▶ _Exercise_: From the mailing-list thread below, write out word for word the part that opens with the words containing "Besides #3 being" and closes with "a big problem.".

START Document text

Hi,

It is a quite long discussion to follow and I hope I didn’t misunderstand 
anything. From the proposals presented by Xuefu I would vote:

-1 for #1 and #2 
+1 for #3

Besides #3 being IMO more general and more consistent, having qualified names 
(#3) would help/make easier for someone to use cross databases/catalogs queries 
(joining multiple data sets/streams). For example with some functions to 
manipulate/clean up/convert the stored data in different catalogs registered in 
the respective catalogs.

Piotrek 

> On 19 Sep 2019, at 06:35, Jark Wu <imj...@gmail.com> wrote:
> 
> I agree with Xuefu that inconsistent handling with all the other objects is
> not a big problem.
> 
> Regarding to option#3, the special "system.system" namespace may confuse
> users.
> Users need to know the set of built-in function names to know when to use
> "system.system" namespace.

END Document text
START Entries supplied

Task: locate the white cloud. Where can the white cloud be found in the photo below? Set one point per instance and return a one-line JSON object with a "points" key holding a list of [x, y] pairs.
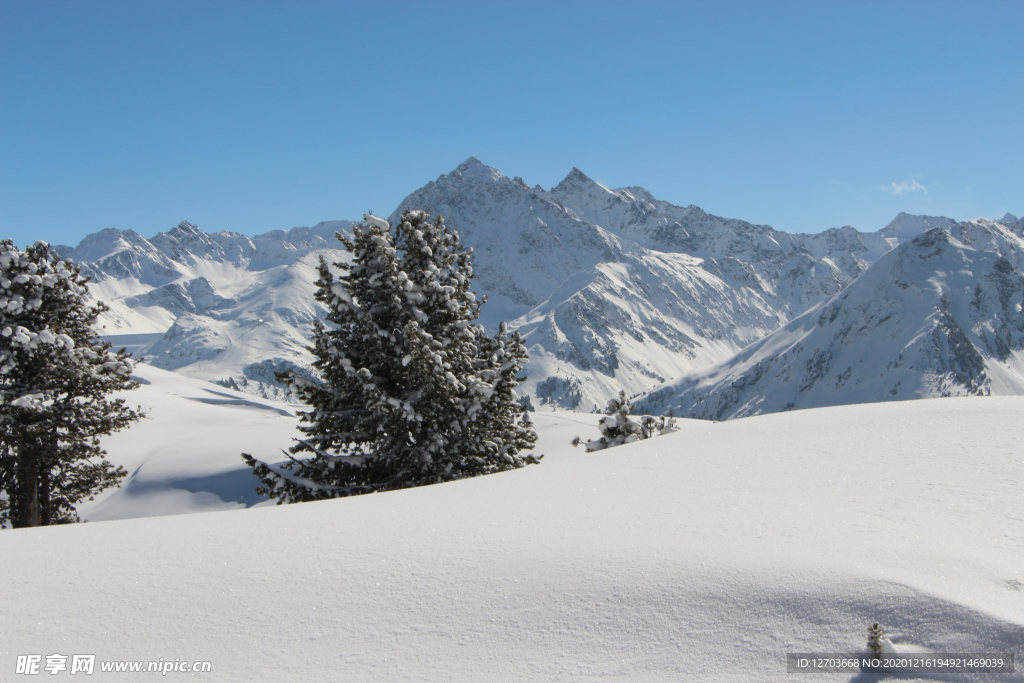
{"points": [[903, 187]]}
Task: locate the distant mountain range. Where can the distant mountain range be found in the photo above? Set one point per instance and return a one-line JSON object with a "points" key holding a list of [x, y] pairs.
{"points": [[940, 315], [612, 289]]}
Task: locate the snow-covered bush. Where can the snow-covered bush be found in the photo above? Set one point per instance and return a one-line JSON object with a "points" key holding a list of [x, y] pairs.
{"points": [[619, 428], [878, 641], [411, 391], [55, 375]]}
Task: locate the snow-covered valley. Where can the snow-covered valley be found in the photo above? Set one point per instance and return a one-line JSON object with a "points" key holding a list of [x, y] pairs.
{"points": [[707, 554]]}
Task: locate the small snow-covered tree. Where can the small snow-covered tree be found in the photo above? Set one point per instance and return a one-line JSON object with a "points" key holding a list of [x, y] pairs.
{"points": [[55, 377], [619, 428], [410, 390]]}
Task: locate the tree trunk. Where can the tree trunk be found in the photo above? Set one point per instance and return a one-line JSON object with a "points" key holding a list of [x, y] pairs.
{"points": [[26, 505], [45, 514]]}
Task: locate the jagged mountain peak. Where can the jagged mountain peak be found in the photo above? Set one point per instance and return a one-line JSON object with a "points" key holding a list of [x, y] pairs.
{"points": [[906, 226]]}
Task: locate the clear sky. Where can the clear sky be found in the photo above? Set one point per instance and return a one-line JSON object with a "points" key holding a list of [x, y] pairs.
{"points": [[257, 116]]}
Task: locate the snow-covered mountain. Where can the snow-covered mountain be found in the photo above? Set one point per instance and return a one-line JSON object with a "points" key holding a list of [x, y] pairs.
{"points": [[702, 555], [939, 315], [616, 290], [612, 289], [221, 306]]}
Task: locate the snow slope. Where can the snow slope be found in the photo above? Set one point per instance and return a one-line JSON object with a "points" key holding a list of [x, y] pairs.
{"points": [[216, 306], [702, 555], [939, 315]]}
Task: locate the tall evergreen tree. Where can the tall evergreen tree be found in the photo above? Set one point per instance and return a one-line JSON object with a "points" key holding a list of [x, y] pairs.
{"points": [[55, 377], [411, 391]]}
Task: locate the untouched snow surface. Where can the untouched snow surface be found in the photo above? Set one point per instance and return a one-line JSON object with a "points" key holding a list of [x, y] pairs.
{"points": [[701, 555]]}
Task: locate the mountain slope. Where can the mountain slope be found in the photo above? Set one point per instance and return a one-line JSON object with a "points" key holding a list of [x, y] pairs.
{"points": [[940, 315], [615, 290]]}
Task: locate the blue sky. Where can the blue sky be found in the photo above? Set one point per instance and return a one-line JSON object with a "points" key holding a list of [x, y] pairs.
{"points": [[257, 116]]}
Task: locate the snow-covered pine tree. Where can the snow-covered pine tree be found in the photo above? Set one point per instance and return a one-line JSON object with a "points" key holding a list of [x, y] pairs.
{"points": [[410, 390], [619, 428], [55, 377]]}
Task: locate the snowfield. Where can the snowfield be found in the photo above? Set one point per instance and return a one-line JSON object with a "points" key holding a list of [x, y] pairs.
{"points": [[704, 555]]}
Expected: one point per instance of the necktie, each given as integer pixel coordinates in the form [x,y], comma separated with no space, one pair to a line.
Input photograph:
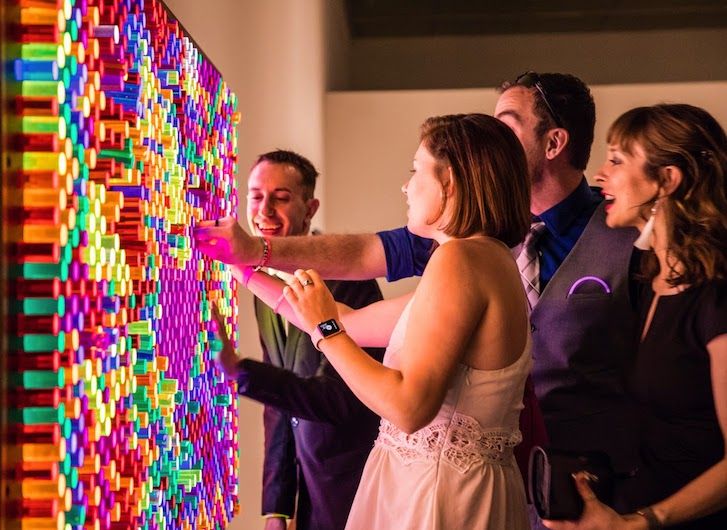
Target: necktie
[529,264]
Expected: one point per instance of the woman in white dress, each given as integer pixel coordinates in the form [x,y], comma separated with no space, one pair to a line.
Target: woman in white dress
[450,389]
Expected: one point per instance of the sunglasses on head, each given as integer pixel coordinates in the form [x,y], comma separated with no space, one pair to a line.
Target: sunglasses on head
[532,80]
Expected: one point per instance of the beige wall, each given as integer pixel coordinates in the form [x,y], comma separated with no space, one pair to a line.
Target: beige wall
[484,61]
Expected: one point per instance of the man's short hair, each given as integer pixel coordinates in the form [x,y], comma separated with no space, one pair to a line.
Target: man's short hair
[571,100]
[301,164]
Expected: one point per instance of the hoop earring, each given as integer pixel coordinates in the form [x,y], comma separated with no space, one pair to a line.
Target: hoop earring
[645,241]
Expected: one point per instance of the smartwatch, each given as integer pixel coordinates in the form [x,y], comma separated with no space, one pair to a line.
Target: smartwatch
[327,328]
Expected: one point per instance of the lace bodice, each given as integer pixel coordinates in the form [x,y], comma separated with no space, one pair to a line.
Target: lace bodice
[478,420]
[460,443]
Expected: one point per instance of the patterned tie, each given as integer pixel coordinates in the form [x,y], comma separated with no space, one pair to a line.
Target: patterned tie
[529,264]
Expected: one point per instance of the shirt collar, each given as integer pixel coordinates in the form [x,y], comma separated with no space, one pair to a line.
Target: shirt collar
[560,217]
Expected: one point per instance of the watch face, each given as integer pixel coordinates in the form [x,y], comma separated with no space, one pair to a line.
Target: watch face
[328,328]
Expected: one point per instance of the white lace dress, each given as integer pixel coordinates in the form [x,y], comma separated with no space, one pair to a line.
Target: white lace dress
[459,471]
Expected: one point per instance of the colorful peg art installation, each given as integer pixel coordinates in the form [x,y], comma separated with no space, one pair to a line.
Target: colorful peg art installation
[118,135]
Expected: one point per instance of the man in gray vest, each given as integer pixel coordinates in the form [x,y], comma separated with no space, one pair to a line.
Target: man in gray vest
[575,270]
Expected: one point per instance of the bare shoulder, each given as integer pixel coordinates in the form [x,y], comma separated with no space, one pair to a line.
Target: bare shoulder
[477,265]
[479,253]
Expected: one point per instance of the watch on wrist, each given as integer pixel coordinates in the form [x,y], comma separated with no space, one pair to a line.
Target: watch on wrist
[327,328]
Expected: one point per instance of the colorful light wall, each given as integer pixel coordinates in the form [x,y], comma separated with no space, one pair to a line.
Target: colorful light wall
[118,135]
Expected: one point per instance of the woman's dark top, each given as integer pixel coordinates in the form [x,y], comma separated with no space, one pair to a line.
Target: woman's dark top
[681,437]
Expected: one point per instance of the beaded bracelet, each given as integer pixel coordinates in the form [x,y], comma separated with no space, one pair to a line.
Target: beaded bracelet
[651,519]
[247,273]
[278,302]
[267,251]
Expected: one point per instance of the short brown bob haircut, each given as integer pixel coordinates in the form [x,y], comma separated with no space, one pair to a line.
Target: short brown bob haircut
[491,182]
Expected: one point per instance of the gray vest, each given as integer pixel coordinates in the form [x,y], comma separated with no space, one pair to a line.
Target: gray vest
[583,339]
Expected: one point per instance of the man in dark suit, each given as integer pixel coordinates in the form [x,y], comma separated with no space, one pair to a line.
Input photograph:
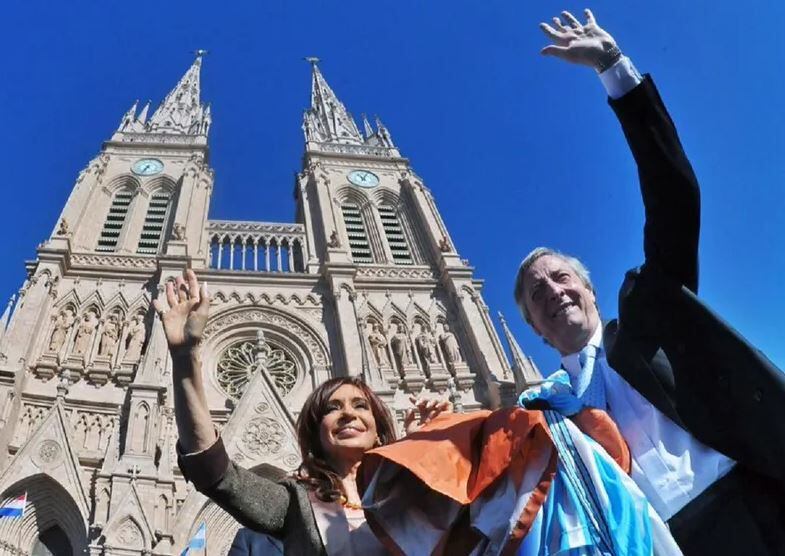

END Entries supplied

▶ _Output of the task_:
Besides #3 being IMO more general and more consistent, having qualified names 
(#3) would help/make easier for someone to use cross databases/catalogs queries 
(joining multiple data sets/streams). For example with some functions to 
manipulate/clean up/convert the stored data in different catalogs registered in 
the respective catalogs.

Piotrek 

> On 19 Sep 2019, at 06:35, Jark Wu <imj...@gmail.com> wrote:
> 
> I agree with Xuefu that inconsistent handling with all the other objects is
> not a big problem.